**What you need to do**
a) Print the part of the text on neural network processing requirements between "REQUIREMENTS FOR NEURAL" and "in more detail.", inclusive.
b) In the text on neural network processing requirements, what kind of neural network hardware is preferred to back-end hardware like SIMD neural machines?

**Text provided**
* * * *

REQUIREMENTS FOR NEURAL NETWORK PROCESSING
Most of the industrial neural network (NN) applications are limited to neural networks with off-line learning where learning phase and the execution (recognition) phase are separate. Such a neural network never changes during its execution and therefore lacks the flexibility needed. We contend that, in order to use neural networks in a broader range of practical applications, they have to be capable of on-line learning. On-line learning allows neural networks to adapt dynamically to changing problems. In this section, we examine this in more detail.
Ontogenic Neural Network
The advantage of a neural network is the ability to adapt to problems by changing interconnection weights on-line. However, it is very difficult to determine the topology of neural network (i.e., the number of hidden layers and units per layer) in advance of the execution. If hidden layer nodes are less than required, it is impossible for the network to learn the problem. On the other hand, if hidden layer nodes are more than required, the network overlearns the problem and, hence, has poor generalization capability. As a result, trial and error while determining the topology are inevitable to obtain optimal performance. Some neural networks, called ontogenic neural networks, try to solve this problem by letting the network autonomously determine the best topology and interconnection weights for a given problem at the execution phase [5] . Ontogenic neural networks are promising for on-line learning and are necessary for practical applications.
Lack of Dynamically Reconfigurable Neural
Network Hardware
Even though an ontogenic neural network allows the dynamic adaptation to a problem, conventional neural network hardware systems have not provided the reconfiguration capability of the network structure that is needed during execution. To our knowledge, digital neural hardware so far have been developed mainly for acceleration of neural computation [6] . Optimal performance of neural network hardware is obtained when the logical NN structure matches the physical NN hardware structure. Therefore, dynamically reconfigurable NN hardware is a key to applications of ontogenic neural networks. In addition, NN hardware systems for industrial applications should be compact for embedded systems. Stand-alone NN hardware is preferred to back-end NN hardware like SIMD neural machines.
The GRD chip is a building block for the configuration of scalable NN hardware systems. A system built with the GRD chips can dynamically reconfigure its hardware structure to be tailored to the optimal topology without a host machine.

* * * *

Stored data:
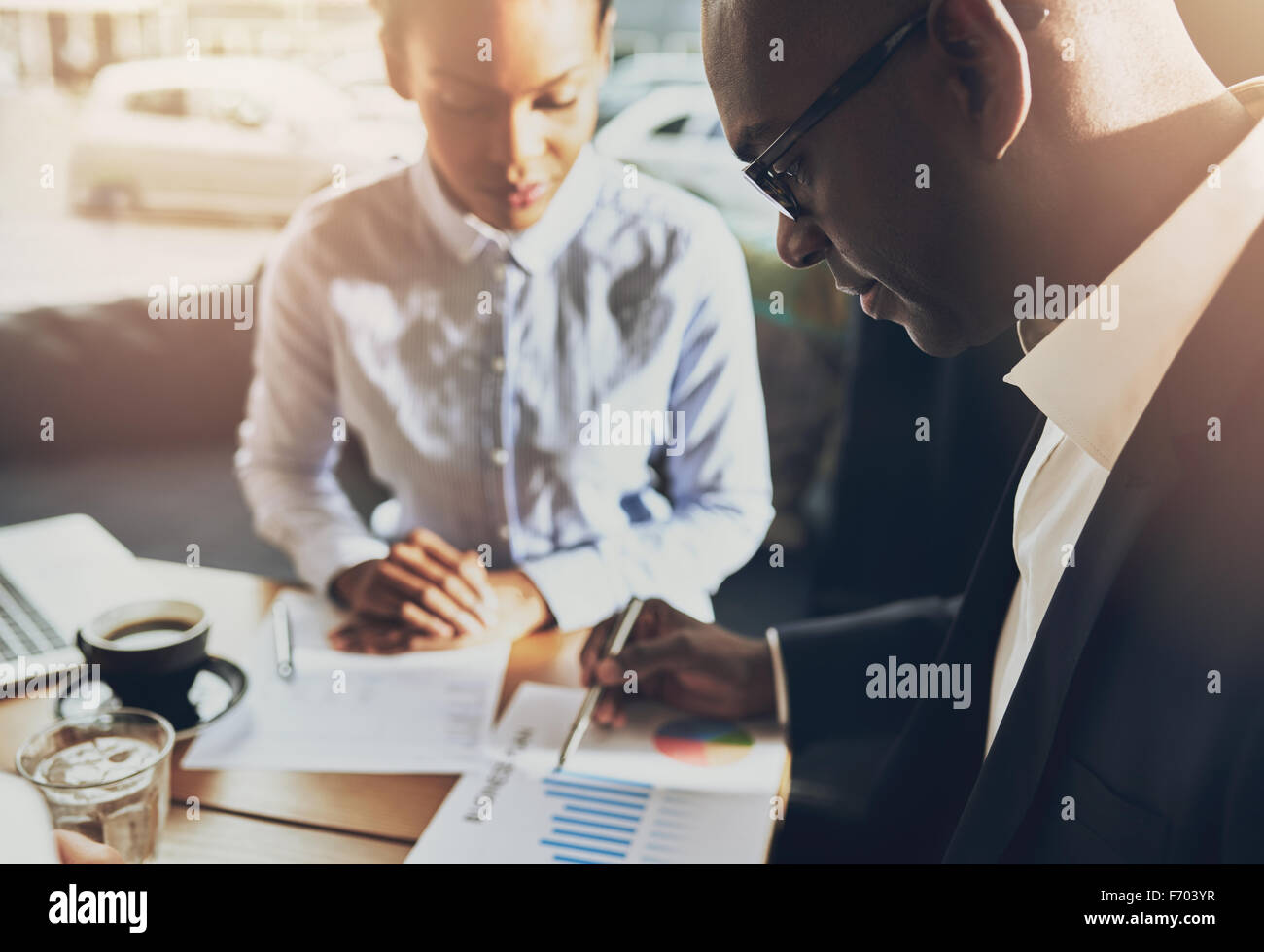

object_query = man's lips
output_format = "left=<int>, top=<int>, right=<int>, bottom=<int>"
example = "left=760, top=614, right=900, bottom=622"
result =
left=834, top=281, right=882, bottom=317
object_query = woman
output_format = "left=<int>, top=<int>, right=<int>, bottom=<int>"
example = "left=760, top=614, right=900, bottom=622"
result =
left=237, top=0, right=772, bottom=650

* * * *

**Answers by item number**
a)
REQUIREMENTS FOR NEURAL NETWORK PROCESSING
Most of the industrial neural network (NN) applications are limited to neural networks with off-line learning where learning phase and the execution (recognition) phase are separate. Such a neural network never changes during its execution and therefore lacks the flexibility needed. We contend that, in order to use neural networks in a broader range of practical applications, they have to be capable of on-line learning. On-line learning allows neural networks to adapt dynamically to changing problems. In this section, we examine this in more detail.

b) Stand-alone NN hardware.